INSTRUCTIONS TO FOLLOW
Which lines of the listing below contain the string "dark"? Copy each of those lines, matching case exactly.

INFORMATION PROVIDED
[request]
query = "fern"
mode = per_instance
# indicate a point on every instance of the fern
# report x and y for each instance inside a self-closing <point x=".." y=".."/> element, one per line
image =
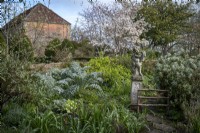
<point x="69" y="81"/>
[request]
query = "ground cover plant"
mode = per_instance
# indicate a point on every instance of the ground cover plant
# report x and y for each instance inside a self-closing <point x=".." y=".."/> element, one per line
<point x="72" y="99"/>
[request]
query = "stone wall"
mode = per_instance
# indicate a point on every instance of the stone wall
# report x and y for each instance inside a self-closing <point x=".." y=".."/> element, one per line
<point x="41" y="34"/>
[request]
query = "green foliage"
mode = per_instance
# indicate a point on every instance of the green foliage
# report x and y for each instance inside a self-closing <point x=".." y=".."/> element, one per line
<point x="166" y="20"/>
<point x="21" y="47"/>
<point x="176" y="74"/>
<point x="59" y="51"/>
<point x="107" y="117"/>
<point x="2" y="44"/>
<point x="13" y="80"/>
<point x="84" y="49"/>
<point x="53" y="45"/>
<point x="68" y="44"/>
<point x="46" y="122"/>
<point x="70" y="80"/>
<point x="114" y="75"/>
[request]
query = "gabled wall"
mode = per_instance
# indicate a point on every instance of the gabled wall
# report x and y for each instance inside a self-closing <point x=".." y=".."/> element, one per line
<point x="41" y="34"/>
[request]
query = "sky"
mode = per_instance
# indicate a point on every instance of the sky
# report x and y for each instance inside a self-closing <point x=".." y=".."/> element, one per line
<point x="69" y="9"/>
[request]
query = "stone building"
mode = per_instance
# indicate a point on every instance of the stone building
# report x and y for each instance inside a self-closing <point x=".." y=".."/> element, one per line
<point x="41" y="25"/>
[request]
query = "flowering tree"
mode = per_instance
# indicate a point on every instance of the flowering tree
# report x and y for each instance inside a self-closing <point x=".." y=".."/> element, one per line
<point x="111" y="27"/>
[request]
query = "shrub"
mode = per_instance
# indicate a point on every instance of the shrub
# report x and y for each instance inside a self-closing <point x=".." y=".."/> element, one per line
<point x="70" y="80"/>
<point x="14" y="80"/>
<point x="176" y="73"/>
<point x="114" y="75"/>
<point x="84" y="49"/>
<point x="108" y="117"/>
<point x="2" y="44"/>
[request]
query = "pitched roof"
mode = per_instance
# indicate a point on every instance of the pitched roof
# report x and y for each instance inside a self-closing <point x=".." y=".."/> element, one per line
<point x="38" y="13"/>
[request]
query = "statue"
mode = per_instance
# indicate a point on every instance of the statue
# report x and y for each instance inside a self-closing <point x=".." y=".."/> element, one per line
<point x="137" y="58"/>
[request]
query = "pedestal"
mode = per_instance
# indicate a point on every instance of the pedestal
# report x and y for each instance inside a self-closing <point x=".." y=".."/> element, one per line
<point x="136" y="85"/>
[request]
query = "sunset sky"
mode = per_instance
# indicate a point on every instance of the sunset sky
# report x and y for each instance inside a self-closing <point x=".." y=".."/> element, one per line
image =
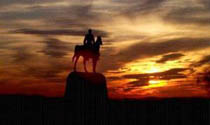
<point x="151" y="48"/>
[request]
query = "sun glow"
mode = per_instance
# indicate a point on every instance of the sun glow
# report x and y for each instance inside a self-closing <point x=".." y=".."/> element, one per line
<point x="156" y="83"/>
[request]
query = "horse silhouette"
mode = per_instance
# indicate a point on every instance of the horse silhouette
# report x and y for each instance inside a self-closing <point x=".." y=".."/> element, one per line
<point x="87" y="52"/>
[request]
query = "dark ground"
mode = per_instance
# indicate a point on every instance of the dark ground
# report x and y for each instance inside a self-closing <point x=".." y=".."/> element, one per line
<point x="33" y="110"/>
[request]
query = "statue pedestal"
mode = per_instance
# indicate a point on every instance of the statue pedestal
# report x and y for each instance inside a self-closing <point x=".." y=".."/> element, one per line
<point x="88" y="95"/>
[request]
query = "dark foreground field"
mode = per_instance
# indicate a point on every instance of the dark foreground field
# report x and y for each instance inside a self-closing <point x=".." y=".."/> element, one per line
<point x="32" y="110"/>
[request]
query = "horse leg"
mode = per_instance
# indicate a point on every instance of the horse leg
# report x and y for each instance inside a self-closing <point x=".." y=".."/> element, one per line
<point x="94" y="65"/>
<point x="75" y="63"/>
<point x="84" y="62"/>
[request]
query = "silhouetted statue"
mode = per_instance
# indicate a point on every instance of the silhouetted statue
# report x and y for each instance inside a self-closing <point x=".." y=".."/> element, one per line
<point x="90" y="49"/>
<point x="89" y="39"/>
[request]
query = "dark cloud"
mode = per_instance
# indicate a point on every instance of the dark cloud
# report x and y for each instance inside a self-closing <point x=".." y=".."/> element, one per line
<point x="203" y="61"/>
<point x="56" y="48"/>
<point x="188" y="16"/>
<point x="4" y="3"/>
<point x="22" y="55"/>
<point x="149" y="49"/>
<point x="136" y="7"/>
<point x="170" y="57"/>
<point x="60" y="32"/>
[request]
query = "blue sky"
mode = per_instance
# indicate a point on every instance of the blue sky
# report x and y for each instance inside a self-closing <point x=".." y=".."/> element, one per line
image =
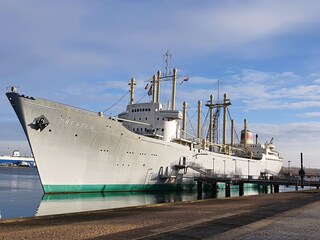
<point x="265" y="53"/>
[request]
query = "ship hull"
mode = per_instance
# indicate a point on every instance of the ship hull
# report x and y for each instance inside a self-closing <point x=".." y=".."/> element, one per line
<point x="80" y="151"/>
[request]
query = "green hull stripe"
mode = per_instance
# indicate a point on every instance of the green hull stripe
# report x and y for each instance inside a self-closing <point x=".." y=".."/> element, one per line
<point x="114" y="188"/>
<point x="128" y="187"/>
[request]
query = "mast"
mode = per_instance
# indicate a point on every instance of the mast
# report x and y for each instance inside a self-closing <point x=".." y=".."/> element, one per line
<point x="232" y="132"/>
<point x="154" y="88"/>
<point x="245" y="134"/>
<point x="211" y="123"/>
<point x="174" y="80"/>
<point x="226" y="103"/>
<point x="158" y="86"/>
<point x="199" y="121"/>
<point x="132" y="84"/>
<point x="184" y="123"/>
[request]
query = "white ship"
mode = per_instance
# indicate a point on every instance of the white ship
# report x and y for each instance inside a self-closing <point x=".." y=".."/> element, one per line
<point x="144" y="148"/>
<point x="16" y="159"/>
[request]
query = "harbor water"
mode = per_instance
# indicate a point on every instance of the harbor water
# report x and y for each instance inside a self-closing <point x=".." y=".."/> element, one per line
<point x="21" y="196"/>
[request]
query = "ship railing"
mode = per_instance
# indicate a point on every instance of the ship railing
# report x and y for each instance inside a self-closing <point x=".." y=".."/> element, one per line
<point x="127" y="120"/>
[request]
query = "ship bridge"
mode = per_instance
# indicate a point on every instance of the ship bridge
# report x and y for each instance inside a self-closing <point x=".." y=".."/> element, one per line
<point x="151" y="120"/>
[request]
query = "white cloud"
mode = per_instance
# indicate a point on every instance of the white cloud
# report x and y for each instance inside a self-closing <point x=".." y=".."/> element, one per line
<point x="309" y="115"/>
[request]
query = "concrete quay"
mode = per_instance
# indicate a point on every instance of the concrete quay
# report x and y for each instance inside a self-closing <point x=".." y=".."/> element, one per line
<point x="292" y="215"/>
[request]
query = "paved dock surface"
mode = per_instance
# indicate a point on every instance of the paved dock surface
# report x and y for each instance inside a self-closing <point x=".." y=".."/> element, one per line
<point x="294" y="215"/>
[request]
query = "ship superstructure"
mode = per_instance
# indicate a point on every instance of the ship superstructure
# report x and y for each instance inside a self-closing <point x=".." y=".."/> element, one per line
<point x="144" y="148"/>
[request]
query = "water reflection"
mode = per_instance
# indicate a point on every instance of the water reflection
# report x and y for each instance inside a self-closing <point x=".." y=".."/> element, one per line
<point x="21" y="195"/>
<point x="67" y="203"/>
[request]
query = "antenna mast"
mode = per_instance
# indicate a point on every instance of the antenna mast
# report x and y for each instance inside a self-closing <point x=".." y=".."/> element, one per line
<point x="167" y="55"/>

SOLUTION BELOW
query = "dark ground"
# indicate a point on every instance of the dark ground
query = "dark foreground field"
# indicate a point on every instance of the dark foreground field
query = "dark cloud"
# indicate a point on every instance of the dark cloud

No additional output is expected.